----- EXCERPT PROVIDED -----
For nursery, the school publishes clear hours of 9:00am to 3:00pm, Monday to Friday. Start and finish times for Reception to Year 6 are not consistently available in the accessible sources for this review, so families should confirm the current school day directly, particularly if commuting or coordinating siblings.
Wraparound care appears to be offered via the named JK Club, but session times and booking arrangements should be checked with the school because they are not reliably visible in the sources accessed here.
For travel planning, the school is in Chorleywood within Hertfordshire, and most families will be arriving by foot, car, or local public transport depending on their address and whether they have younger siblings in tow. Where parking and drop-off constraints are a concern, it is sensible to test routes at peak times before committing to a plan.
Competition for Reception places. The most recent demand data shows 100 applications for 29 offers and an oversubscribed status, which can make planning difficult for families moving into the area close to application deadlines.
Deadlines are real, and late routes need careful handling. The on-time Reception deadline shown for September 2026 was 15 January 2026, which has already passed as of 25 January 2026. Nursery has an upcoming application window opening 26 January 2026 and closing 26 February 2026.
Primary day timings and wraparound detail should be verified. Nursery hours are clearly published, but day timings for older year groups and the practicalities of the JK Club are not consistently visible in the sources accessed for this review. Families who need predictable childcare coverage should confirm arrangements early.
High attainment can come with pace. With outcomes at this level, teaching may move quickly through content, which suits many pupils but can feel demanding for children who prefer slower consolidation. A visit and a frank conversation about support and differentiation is worthwhile.
This is a high-performing primary with a disciplined, positive culture and a leadership story that suggests sustained improvement rather than a temporary spike. The published figures indicate elite outcomes in England terms, backed by a recent inspection cycle in which every graded judgement was Outstanding, including early years.
-----
### TASK ITEM
Continue the school review from its last sentence.
----- RECORDED INFORMATION -----
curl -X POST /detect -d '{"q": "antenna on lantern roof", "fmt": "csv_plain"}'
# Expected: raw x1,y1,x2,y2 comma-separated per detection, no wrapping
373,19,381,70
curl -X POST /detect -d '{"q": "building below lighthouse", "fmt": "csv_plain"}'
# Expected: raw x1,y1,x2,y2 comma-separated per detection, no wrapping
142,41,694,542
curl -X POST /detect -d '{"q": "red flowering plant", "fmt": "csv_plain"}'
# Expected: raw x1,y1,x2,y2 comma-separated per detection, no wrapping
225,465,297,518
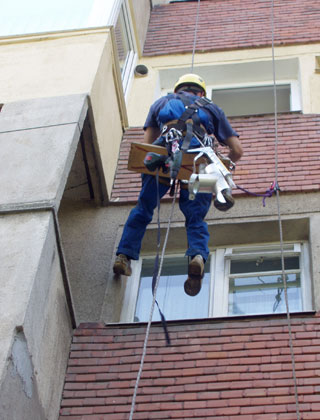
-----
### ANSWER SPACE
Best suited to families who value clear routines, strong academic foundations, and a school that expects pupils to take responsibility early. The limiting factor is usually admission, so families serious about this option should plan early, use mapping tools to understand local allocation dynamics, and track deadlines closely.
For primary outcomes it sits among the highest-performing schools in England (top 2%), with 97% meeting the expected standard in reading, writing and mathematics and 54.33% reaching the higher standard. The most recent inspection cycle graded all key areas as Outstanding, including early years provision.
Reception applications are made through Hertfordshire’s coordinated admissions route. For September 2026 entry, the school’s published information shows the on-time deadline as 15 January 2026, so families applying after that point should check the late application process and waiting list arrangements with Hertfordshire.
Nursery is a direct-to-school process for the September 2026 intake. The published timeline shows applications opening on 26 January 2026 and closing on 26 February 2026, with offers scheduled for 10 March 2026 and acceptances due by 20 March 2026.
A named wraparound offer, the JK Club, is listed for families. Specific session times and booking details are not reliably visible in the sources accessed for this review, so families should confirm the current arrangements directly with the school.
Yes. The most recent demand figures show the Reception route as oversubscribed, with 100 applications for 29 offers and around 3.45 applications per place, which indicates strong competition for a small number of places.